*Request*.
Gather every line of the material below that contains the word "weathered". Case counts.

*Supplied records*.
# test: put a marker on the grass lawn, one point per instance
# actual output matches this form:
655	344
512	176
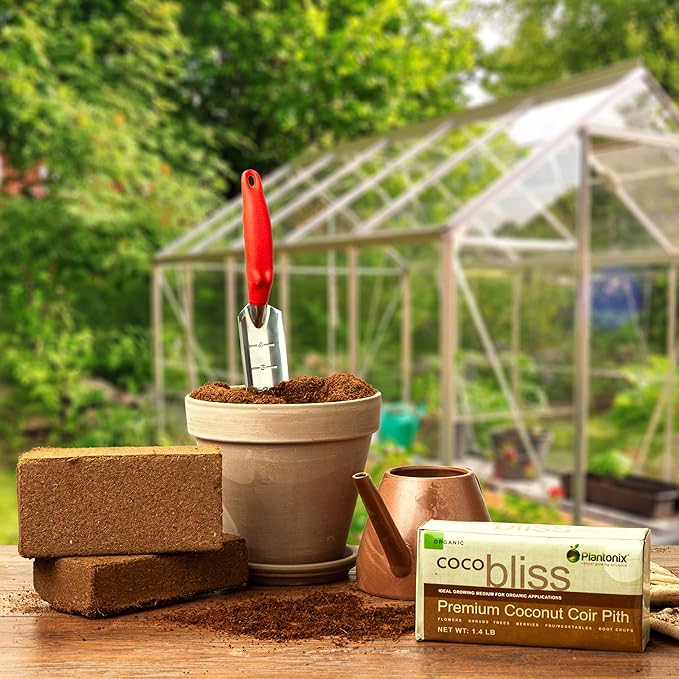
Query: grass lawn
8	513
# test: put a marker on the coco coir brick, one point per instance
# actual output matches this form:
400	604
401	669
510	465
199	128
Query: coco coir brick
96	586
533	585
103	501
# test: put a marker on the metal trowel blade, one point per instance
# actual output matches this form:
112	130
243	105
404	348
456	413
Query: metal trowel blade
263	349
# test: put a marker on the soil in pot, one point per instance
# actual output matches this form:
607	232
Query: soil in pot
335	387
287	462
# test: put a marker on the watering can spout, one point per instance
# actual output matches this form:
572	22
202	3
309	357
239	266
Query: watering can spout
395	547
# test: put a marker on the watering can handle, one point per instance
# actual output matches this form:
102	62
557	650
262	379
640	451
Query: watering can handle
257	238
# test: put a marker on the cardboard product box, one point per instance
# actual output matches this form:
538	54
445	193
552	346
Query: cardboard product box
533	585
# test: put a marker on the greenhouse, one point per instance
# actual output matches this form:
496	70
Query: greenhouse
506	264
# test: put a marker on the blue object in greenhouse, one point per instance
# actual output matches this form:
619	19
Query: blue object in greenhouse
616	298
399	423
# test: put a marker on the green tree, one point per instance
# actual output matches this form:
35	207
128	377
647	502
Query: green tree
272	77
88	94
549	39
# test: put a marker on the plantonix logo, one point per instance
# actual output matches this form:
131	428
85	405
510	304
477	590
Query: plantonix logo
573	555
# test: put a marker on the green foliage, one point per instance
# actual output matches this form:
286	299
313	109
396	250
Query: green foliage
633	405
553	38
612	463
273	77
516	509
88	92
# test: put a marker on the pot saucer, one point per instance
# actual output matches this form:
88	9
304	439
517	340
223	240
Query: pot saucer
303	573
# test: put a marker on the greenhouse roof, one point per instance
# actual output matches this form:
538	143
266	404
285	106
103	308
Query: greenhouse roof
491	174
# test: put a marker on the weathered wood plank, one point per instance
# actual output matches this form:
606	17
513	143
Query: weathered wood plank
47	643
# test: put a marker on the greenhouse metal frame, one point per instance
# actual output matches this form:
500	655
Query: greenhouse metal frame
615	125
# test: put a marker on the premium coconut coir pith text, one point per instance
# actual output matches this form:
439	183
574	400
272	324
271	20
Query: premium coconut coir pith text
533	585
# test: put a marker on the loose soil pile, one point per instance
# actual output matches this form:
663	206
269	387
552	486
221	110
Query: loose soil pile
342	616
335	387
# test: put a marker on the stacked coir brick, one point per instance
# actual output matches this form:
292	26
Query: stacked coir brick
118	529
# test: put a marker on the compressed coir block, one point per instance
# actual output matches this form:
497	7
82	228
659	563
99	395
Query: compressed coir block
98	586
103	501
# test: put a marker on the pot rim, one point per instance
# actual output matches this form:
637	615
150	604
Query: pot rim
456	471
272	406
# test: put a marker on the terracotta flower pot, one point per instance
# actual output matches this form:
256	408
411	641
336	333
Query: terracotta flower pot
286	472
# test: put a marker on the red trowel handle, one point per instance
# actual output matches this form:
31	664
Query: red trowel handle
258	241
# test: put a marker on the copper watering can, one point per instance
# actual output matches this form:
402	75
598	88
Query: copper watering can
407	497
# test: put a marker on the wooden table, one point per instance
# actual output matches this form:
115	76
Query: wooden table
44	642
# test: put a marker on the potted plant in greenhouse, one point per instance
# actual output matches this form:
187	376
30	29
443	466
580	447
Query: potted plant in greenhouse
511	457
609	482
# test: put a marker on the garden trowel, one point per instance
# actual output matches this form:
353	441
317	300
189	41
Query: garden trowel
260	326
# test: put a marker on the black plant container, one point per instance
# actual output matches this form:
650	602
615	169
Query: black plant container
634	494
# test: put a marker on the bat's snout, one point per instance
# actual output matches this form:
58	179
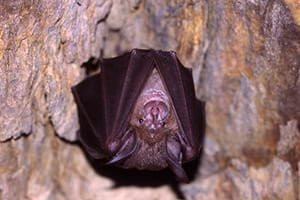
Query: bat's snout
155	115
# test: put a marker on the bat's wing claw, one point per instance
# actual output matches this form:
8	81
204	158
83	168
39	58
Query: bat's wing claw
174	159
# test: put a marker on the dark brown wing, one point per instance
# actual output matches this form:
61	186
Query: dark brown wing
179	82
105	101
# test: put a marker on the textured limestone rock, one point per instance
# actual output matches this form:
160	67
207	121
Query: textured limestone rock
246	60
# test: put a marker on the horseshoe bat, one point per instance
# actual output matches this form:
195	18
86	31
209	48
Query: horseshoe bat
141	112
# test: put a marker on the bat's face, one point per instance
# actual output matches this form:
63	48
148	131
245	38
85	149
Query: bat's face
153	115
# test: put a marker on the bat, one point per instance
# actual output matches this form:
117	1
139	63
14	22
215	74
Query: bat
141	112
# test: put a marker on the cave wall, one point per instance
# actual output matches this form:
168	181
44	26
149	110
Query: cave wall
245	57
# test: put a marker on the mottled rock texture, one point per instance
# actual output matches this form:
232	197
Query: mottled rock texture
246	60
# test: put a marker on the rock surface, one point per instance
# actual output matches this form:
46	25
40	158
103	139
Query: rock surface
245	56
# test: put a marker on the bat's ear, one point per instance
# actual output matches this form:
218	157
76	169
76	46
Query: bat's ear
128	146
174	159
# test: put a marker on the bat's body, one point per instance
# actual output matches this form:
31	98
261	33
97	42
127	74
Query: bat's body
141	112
...
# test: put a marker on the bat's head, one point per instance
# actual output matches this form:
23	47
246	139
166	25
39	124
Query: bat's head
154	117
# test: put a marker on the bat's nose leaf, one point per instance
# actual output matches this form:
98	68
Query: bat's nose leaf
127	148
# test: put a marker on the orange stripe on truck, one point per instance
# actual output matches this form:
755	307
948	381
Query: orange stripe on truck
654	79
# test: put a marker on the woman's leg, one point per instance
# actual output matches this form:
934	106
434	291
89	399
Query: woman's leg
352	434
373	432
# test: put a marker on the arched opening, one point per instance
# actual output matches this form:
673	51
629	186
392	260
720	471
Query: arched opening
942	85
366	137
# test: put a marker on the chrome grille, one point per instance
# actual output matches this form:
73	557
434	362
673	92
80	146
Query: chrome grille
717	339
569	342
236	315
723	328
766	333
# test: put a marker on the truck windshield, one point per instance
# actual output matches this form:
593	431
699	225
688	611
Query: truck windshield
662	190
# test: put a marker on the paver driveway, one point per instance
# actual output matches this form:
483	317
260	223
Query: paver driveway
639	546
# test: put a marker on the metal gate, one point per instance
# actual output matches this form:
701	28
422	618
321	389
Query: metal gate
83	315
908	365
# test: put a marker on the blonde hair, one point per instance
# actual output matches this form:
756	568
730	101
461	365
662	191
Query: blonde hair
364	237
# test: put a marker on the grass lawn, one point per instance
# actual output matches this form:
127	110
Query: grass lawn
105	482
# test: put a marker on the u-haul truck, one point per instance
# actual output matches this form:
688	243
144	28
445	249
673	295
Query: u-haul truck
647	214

*Output of the task*.
# test: put a marker on the weathered wood plank, one point per instance
Query: weathered wood plank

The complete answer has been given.